(WHAT TO WORK ON): Count the lines below that contain the string "bicycle" and report only that number.

======== TASK INPUTS ========

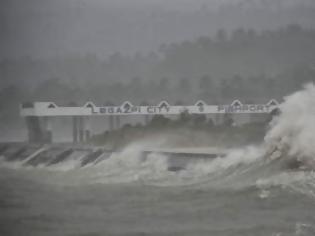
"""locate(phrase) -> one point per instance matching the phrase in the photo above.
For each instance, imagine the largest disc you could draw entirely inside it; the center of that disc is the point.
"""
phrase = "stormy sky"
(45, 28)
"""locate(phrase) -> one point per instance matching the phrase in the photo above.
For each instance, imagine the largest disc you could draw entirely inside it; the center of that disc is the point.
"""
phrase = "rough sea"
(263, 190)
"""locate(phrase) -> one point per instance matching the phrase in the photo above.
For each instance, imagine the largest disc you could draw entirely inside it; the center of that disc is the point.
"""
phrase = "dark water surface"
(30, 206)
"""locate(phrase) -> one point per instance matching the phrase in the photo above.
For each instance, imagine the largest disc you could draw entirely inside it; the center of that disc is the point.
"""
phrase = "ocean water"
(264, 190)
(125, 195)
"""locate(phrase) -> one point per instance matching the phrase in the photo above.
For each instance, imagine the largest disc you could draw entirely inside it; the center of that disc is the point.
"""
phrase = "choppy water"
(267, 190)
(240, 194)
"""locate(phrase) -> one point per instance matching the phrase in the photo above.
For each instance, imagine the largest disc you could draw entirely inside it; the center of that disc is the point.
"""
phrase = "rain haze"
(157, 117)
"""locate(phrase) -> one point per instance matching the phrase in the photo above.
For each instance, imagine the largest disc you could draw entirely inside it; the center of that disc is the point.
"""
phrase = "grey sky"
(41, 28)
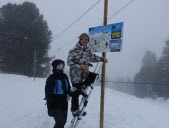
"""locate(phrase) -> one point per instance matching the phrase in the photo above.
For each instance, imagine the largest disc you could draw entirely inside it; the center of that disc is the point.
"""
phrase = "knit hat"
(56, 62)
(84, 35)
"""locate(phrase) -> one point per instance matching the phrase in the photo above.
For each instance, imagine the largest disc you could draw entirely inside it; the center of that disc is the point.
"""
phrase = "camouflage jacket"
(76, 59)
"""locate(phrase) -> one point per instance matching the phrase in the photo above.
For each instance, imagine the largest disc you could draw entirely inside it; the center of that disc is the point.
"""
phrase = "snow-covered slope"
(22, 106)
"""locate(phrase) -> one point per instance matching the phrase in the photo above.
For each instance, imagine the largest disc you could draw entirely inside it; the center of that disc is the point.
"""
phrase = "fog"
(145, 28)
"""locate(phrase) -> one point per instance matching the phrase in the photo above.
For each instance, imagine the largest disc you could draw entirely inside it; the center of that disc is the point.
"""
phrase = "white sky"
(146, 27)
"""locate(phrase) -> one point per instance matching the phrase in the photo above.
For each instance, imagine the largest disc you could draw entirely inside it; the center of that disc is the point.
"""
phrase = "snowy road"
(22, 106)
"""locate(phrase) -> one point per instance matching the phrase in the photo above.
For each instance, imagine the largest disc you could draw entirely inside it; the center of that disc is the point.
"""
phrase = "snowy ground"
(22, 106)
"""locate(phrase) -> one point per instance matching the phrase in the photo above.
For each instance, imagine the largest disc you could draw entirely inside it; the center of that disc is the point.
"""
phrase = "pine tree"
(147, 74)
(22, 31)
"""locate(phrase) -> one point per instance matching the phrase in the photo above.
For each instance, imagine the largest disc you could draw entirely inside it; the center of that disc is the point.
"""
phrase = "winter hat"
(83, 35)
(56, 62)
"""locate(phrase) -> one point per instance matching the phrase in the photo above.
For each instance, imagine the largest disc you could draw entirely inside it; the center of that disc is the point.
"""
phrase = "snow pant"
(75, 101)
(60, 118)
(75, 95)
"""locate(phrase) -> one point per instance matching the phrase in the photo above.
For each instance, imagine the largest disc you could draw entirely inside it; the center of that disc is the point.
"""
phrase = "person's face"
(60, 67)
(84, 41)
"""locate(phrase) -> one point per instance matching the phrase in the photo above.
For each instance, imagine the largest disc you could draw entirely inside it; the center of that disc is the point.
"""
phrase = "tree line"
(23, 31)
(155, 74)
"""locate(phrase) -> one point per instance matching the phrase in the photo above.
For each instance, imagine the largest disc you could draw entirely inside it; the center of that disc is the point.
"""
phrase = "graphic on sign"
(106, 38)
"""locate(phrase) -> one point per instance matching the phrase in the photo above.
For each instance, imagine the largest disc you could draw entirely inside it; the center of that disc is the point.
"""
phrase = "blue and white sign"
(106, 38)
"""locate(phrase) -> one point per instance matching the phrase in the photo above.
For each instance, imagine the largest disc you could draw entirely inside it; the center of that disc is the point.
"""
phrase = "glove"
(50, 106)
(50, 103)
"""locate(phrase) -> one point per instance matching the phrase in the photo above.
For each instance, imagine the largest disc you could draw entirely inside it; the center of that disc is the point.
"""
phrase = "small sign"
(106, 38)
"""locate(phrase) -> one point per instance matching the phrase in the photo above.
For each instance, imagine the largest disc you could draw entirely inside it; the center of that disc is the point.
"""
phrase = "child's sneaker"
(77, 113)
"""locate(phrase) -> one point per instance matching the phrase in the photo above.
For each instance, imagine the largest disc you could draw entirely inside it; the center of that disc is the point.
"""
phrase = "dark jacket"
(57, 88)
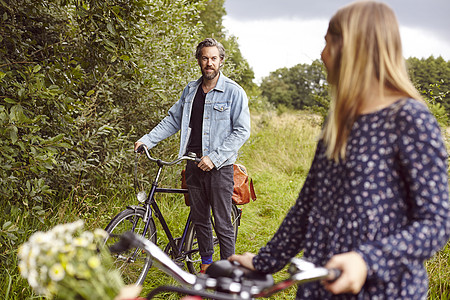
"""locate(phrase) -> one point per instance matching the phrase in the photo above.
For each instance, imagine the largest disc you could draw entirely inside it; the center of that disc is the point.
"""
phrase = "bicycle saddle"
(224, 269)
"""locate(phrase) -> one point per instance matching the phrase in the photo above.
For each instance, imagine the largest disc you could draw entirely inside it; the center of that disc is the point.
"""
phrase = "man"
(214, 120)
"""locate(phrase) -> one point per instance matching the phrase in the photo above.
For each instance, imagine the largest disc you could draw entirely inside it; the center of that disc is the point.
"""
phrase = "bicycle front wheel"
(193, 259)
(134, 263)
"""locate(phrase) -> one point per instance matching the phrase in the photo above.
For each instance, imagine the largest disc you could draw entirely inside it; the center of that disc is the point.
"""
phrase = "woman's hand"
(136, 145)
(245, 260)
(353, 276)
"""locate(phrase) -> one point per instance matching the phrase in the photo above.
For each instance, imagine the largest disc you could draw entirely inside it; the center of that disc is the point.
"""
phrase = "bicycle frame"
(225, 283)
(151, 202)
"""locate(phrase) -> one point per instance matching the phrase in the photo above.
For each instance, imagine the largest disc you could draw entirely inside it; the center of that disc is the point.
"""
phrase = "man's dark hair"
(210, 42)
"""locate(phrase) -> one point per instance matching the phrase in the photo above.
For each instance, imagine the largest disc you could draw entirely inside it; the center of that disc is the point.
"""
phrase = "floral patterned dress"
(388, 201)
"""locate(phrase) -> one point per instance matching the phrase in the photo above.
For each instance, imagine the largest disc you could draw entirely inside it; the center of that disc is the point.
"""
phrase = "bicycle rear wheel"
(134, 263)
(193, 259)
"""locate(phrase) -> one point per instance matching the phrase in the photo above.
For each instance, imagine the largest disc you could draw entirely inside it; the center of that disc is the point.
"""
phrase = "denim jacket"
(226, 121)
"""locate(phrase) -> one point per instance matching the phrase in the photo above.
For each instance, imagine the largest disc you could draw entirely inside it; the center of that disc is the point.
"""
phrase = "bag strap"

========
======== TASK INPUTS ========

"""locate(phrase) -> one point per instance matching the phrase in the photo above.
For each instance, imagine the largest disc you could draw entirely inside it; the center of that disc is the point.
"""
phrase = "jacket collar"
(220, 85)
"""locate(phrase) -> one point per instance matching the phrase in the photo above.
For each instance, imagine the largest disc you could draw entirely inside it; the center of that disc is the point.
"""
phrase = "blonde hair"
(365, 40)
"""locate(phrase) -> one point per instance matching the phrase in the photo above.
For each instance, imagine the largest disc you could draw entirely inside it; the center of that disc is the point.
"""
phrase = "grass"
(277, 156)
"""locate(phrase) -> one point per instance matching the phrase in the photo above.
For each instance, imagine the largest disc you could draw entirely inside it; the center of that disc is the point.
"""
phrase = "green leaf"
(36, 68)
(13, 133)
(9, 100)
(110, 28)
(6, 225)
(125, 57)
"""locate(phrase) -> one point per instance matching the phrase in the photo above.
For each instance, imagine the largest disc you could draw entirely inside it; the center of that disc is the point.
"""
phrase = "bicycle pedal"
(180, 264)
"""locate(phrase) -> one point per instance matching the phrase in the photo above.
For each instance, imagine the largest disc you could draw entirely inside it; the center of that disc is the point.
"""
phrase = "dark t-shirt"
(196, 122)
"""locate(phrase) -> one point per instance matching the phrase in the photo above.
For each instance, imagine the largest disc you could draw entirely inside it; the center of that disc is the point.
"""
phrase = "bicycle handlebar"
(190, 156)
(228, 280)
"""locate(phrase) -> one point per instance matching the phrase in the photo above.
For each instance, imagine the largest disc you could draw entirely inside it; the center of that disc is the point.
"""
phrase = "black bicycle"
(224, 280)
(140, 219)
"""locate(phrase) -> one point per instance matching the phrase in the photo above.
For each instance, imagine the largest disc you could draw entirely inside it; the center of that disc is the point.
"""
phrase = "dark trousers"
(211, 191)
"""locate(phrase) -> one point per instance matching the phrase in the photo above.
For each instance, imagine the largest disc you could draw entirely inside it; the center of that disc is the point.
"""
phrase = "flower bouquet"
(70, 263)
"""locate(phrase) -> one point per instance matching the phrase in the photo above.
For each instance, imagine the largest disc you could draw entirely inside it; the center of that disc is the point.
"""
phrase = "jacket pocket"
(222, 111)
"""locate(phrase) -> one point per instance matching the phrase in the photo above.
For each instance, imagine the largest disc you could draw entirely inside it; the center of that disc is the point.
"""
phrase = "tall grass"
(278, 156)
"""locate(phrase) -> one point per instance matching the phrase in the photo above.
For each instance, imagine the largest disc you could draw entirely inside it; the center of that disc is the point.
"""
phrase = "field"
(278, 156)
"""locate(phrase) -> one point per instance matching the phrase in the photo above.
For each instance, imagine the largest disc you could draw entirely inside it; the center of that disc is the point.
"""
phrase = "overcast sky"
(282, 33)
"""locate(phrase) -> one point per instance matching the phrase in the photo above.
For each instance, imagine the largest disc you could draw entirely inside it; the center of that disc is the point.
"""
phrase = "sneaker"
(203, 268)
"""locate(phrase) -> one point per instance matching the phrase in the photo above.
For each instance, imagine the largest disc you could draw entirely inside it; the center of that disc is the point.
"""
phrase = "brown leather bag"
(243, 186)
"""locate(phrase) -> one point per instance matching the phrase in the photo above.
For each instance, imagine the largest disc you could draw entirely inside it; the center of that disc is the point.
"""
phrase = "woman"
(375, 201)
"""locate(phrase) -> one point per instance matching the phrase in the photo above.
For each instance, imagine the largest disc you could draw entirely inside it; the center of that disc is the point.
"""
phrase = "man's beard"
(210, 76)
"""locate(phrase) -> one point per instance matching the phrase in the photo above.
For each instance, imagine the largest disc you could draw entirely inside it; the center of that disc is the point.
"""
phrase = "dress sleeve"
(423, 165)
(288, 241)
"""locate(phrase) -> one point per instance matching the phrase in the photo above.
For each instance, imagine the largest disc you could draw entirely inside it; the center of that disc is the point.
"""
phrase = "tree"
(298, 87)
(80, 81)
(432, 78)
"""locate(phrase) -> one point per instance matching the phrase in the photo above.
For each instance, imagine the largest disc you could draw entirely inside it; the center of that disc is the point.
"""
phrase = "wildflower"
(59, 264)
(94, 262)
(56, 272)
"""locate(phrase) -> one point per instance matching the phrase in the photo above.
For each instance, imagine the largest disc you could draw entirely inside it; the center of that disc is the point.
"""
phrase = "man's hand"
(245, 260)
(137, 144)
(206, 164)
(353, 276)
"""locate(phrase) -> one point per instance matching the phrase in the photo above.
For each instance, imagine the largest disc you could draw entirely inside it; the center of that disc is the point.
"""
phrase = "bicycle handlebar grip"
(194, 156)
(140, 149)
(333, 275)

========
======== TASK INPUTS ========

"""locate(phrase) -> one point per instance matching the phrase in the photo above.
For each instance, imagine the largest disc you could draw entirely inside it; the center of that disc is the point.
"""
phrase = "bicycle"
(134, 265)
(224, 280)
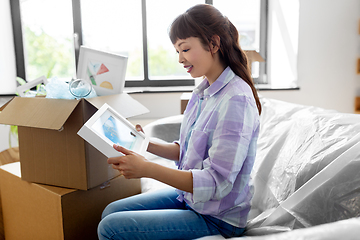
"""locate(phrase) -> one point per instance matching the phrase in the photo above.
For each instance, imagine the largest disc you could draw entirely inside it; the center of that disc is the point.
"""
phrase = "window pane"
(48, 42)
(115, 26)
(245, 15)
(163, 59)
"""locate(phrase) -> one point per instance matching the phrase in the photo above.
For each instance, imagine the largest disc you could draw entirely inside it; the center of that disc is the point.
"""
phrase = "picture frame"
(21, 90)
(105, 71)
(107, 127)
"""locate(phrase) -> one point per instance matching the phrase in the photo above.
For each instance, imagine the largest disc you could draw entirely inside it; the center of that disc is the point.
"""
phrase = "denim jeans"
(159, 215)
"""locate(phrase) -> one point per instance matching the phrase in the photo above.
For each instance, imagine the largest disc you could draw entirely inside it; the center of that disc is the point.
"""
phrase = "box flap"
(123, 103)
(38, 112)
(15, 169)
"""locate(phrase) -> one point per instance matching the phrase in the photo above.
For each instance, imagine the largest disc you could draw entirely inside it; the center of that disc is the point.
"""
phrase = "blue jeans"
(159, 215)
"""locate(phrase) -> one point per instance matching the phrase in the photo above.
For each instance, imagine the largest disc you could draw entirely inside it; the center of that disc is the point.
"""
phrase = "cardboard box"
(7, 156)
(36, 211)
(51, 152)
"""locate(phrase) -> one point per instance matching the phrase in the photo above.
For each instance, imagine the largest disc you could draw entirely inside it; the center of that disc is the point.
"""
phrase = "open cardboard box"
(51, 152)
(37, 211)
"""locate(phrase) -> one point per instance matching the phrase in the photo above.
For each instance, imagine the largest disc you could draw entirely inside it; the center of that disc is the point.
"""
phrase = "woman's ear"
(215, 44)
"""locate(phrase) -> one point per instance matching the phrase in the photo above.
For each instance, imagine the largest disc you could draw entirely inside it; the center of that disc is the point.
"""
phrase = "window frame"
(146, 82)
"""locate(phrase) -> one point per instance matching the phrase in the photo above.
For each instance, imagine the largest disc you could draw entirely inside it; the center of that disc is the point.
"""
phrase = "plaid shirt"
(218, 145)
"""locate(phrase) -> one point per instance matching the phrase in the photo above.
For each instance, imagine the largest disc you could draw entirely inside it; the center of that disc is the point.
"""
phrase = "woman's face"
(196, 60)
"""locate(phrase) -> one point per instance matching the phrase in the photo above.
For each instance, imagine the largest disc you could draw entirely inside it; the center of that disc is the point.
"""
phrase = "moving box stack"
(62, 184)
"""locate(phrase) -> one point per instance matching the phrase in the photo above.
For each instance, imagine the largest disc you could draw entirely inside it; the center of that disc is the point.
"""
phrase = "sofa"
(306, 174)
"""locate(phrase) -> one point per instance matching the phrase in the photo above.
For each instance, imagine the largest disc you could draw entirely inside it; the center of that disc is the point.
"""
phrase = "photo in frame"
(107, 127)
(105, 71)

========

(ANSWER TO THE PROBLEM): 9